**Study questions**
1) List every genus name that appears in the Phoneyusa text below.
2) Please quote the part of the Phoneyusa text below that opens with the words containing "Phoneyusa is a" and closes with "Central African Rep.".

Phoneyusa is a genus of spiders belonging to the family Theraphosidae (tarantulas).

==Taxonomy==
The genus was erected by Ferdinand Karsch in 1884, based on a spider from central Africa he regarded as in some ways similar to the South American genera Avicularia and Eurypelma (now included in Avicularia), but nevertheless distinct. Karsch explained the name as meaning "murderess". (Phoneyusa is one transcription of the Greek φονεύουσα, derived from the verb φονεύω, 'murder'.)

==Distribution==
The species of this genus are found in sub-Saharan Africa.

== Species ==
As of May 2016, the World Spider Catalog accepted the following species:

- Phoneyusa antilope (Simon, 1889) – Congo
- Phoneyusa belandana Karsch, 1884 (type species) – Central African Rep.

**Available data**
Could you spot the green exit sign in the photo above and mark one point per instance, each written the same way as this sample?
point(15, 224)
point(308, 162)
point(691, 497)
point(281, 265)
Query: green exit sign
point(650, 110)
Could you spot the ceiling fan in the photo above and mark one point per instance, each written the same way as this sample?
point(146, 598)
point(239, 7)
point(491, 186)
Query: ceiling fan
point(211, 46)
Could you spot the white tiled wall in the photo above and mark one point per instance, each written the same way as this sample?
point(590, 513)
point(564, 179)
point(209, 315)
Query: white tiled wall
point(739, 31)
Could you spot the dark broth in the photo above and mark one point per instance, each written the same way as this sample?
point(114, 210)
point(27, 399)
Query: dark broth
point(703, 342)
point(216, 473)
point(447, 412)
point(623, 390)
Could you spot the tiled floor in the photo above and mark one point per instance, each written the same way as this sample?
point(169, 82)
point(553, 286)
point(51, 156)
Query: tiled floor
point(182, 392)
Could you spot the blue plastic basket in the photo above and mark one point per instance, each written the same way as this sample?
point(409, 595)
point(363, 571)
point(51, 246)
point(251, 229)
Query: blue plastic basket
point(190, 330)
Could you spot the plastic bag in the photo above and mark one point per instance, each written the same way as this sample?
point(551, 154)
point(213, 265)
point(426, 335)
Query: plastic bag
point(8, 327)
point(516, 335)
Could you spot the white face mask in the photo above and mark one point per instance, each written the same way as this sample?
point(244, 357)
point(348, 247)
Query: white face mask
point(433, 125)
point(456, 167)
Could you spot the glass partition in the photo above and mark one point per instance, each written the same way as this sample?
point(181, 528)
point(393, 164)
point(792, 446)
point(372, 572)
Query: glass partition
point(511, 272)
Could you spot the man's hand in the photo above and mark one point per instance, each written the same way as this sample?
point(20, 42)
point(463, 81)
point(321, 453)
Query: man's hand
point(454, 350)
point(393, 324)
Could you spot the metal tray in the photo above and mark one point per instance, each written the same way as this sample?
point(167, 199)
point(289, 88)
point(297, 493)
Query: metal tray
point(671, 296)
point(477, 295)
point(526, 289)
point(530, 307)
---
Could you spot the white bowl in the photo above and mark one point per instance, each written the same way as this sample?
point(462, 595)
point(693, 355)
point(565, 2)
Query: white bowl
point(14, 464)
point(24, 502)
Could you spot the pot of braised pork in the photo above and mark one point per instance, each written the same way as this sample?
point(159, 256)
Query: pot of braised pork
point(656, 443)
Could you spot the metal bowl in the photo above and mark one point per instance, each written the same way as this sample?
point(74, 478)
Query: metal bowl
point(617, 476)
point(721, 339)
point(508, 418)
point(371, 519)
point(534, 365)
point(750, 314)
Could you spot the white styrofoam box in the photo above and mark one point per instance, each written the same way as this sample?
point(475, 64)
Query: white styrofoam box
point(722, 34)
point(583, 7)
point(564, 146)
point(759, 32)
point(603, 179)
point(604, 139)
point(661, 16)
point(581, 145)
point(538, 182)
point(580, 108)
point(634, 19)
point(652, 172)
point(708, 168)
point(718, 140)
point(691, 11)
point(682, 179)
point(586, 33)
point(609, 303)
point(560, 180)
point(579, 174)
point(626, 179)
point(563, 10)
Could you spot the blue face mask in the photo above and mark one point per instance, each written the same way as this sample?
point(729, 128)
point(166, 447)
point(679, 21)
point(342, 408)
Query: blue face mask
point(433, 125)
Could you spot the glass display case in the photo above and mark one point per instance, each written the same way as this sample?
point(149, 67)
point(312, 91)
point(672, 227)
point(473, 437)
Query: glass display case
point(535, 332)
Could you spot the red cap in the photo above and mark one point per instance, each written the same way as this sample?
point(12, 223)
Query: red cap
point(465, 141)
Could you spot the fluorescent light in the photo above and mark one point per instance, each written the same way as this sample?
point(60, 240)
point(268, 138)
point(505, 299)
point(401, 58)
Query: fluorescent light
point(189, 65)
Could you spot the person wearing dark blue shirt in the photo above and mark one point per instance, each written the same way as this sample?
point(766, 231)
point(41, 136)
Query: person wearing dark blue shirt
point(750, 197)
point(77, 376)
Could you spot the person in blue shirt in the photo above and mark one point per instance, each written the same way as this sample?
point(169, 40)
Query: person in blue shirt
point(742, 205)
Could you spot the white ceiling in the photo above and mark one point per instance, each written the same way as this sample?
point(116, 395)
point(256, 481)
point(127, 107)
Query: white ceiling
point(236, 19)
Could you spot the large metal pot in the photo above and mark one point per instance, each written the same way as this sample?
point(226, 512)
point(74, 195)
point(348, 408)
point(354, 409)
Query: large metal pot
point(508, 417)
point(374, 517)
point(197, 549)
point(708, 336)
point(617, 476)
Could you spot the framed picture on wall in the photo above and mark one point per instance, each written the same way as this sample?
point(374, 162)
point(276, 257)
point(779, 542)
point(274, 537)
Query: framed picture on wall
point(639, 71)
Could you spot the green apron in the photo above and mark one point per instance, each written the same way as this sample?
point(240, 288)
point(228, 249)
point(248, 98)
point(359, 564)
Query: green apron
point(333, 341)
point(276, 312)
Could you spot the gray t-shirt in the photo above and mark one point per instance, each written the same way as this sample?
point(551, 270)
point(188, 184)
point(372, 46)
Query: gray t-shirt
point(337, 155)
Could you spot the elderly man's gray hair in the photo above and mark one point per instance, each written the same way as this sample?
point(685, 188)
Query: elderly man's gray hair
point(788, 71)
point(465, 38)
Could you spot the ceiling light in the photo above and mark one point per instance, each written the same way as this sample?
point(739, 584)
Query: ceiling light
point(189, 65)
==
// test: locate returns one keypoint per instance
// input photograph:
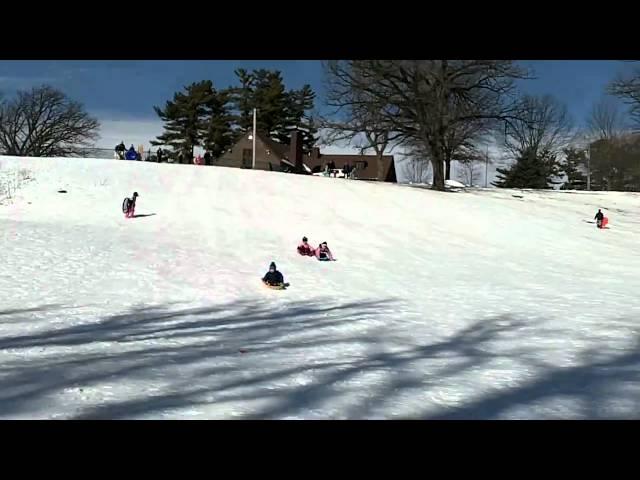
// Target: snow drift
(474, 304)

**Solutions per task**
1) Phoneyusa, Avicularia, Eurypelma

2)
Phoneyusa is a genus of spiders belonging to the family Theraphosidae (tarantulas).

==Taxonomy==
The genus was erected by Ferdinand Karsch in 1884, based on a spider from central Africa he regarded as in some ways similar to the South American genera Avicularia and Eurypelma (now included in Avicularia), but nevertheless distinct. Karsch explained the name as meaning "murderess". (Phoneyusa is one transcription of the Greek φονεύουσα, derived from the verb φονεύω, 'murder'.)

==Distribution==
The species of this genus are found in sub-Saharan Africa.

== Species ==
As of May 2016, the World Spider Catalog accepted the following species:

- Phoneyusa antilope (Simon, 1889) – Congo
- Phoneyusa belandana Karsch, 1884 (type species) – Central African Rep.